* Objective
Reproduce each of the records below word for word, keeping every line in its original order.
>> Begin Source records
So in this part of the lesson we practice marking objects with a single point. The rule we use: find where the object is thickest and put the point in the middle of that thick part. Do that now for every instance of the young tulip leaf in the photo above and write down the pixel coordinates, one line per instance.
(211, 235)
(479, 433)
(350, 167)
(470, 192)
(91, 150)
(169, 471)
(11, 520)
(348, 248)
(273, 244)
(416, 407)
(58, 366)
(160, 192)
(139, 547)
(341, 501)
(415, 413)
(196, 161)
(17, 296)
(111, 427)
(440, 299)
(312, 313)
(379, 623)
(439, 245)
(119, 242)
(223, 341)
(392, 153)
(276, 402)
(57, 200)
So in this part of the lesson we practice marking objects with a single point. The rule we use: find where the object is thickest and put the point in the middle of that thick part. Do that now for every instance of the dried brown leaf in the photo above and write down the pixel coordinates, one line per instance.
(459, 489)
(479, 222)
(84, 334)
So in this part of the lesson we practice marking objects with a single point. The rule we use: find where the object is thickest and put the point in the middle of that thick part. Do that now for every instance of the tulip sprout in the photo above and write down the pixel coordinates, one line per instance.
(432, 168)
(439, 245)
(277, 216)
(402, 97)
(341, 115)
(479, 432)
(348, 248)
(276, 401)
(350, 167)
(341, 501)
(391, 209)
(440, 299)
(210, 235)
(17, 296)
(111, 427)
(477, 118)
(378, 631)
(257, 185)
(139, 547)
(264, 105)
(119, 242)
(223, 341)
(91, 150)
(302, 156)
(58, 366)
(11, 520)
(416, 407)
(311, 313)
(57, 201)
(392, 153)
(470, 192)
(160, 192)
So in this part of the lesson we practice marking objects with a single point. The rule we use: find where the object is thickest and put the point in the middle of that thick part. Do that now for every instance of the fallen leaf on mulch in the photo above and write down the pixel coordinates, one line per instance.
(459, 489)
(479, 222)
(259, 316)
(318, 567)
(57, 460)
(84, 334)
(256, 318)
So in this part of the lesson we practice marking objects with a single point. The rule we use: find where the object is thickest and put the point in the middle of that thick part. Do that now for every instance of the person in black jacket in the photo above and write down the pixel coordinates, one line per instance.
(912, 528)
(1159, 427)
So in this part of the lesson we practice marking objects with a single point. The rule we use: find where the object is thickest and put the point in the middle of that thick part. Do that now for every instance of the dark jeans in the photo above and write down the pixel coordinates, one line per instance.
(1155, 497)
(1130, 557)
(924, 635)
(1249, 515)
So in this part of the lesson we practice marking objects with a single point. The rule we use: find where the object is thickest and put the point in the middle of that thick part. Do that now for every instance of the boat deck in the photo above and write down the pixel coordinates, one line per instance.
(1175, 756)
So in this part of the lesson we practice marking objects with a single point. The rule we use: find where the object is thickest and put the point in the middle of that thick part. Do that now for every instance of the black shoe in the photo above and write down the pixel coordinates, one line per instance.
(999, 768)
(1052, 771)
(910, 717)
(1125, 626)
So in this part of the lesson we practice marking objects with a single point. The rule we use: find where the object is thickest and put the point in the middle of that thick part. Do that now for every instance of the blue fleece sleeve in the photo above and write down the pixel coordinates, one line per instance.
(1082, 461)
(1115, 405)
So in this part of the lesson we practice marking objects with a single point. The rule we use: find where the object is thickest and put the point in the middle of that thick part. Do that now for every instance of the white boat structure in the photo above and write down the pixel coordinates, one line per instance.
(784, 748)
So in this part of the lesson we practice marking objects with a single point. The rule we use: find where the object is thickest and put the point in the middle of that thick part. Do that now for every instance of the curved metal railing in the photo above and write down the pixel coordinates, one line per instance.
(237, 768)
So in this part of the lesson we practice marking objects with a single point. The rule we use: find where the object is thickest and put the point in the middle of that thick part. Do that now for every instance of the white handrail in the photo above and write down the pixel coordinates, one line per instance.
>> End Source records
* Exercise result
So in this part of the lesson we practice marking objects with a single point. The rule we use: find where the object is thickest and put the point in the middle of that thick part. Do that now for every instance of the young tulip leaf in the photo above and write down the pixel coordinates, one line per instance.
(211, 235)
(479, 433)
(350, 167)
(470, 192)
(91, 150)
(169, 471)
(11, 520)
(348, 248)
(273, 244)
(416, 407)
(58, 366)
(160, 192)
(139, 547)
(341, 501)
(415, 413)
(196, 161)
(17, 296)
(111, 427)
(440, 299)
(312, 313)
(379, 623)
(439, 245)
(119, 242)
(223, 341)
(392, 153)
(276, 402)
(57, 200)
So in this part of the lesson we practice marking objects with a single point. The rule we use: find where the object is thickest and put the point in the middle of that thick part. Do that now for every instance of the dried brown leaf in the photo above and write down the pixel coordinates, one line per instance.
(459, 489)
(479, 222)
(84, 334)
So in this part of the lesson we practice marking objects with a single point. The rule we use: find where the object is thickest and put the point in the middle of that thick part. Do that now for every instance of the tulip sprout in the photo above and write down the pixel coordinates, one line per instance.
(432, 168)
(439, 245)
(277, 216)
(402, 97)
(341, 115)
(479, 432)
(348, 248)
(276, 401)
(350, 167)
(341, 501)
(391, 209)
(440, 299)
(210, 235)
(17, 296)
(111, 427)
(477, 118)
(378, 631)
(257, 185)
(139, 547)
(264, 105)
(119, 242)
(223, 341)
(91, 150)
(302, 156)
(58, 366)
(11, 520)
(416, 407)
(311, 313)
(57, 201)
(392, 153)
(470, 192)
(160, 192)
So in this part of the lesson we practice marking objects with a single point. The rule we use: find where the object is thickest and put the point in the middle of that thick part. Do that now for every instance of the fallen leaf on mulch in the photo above and write down the pixel coordinates, one line per instance.
(459, 489)
(479, 222)
(259, 316)
(318, 567)
(57, 460)
(84, 334)
(256, 318)
So in this part of the lesson we practice marking objects with a single point. The rule we use: find where the object is thickest and put the point in the middle of that thick part. Do that now for every instance of the person in black jacket in the photo above and write down the pixel coordinates, one line per instance.
(912, 528)
(1159, 427)
So in this part of the lesson we practice marking objects with a single point. The rule we use: find where the object is thickest and put the point in the middle of that thick part. Do that now for every instance of the dark jeans in the photo above and write down the pixel coordinates, one line per instance.
(1155, 497)
(1130, 557)
(924, 635)
(1249, 515)
So in this part of the lesson we practice marking objects with a single point. The rule we use: find where the object is thickest and put the point in the middle of that thick part. Do that now for every instance of the boat deck in the photo above and write down the pixel coordinates, one line per instance.
(1175, 756)
So in this part of the lesson we practice marking objects with a single point. The rule we use: find where the object is thickest and put the point in the middle of that thick part. Do that now for every instance of the black shoe in the photo above and write down the pixel coordinates, one line per instance.
(999, 768)
(1052, 771)
(910, 717)
(1125, 626)
So in this part of the lesson we practice marking objects with a single point. The rule we use: find where the object is thickest and put the point in the middle of that thick part. Do that now for every instance of the blue fleece sleeve in the photo above and write down the pixel coordinates, one line per instance.
(1082, 461)
(1115, 405)
So in this part of the lesson we practice marking objects with a single point. The rule we use: find where the object is thickest and put the point in the middle of that thick part. Do that now for every instance of the white boat structure in the photo above and write down the pixel coordinates, one line per instance.
(784, 748)
So in this part of the lesson we practice marking objects with a single point. The rule we use: find where the object is thickest and put the point in the middle of that thick part. Do that now for every instance of the curved metal railing in the photo above and write down the pixel coordinates, one line per instance.
(237, 768)
So in this part of the lesson we practice marking objects with a single point. The rule we use: find where the object is thickest and put the point in the middle of that thick part. Do that now for every instance of the white handrail in the photo above and write down the pixel coordinates, one line per instance.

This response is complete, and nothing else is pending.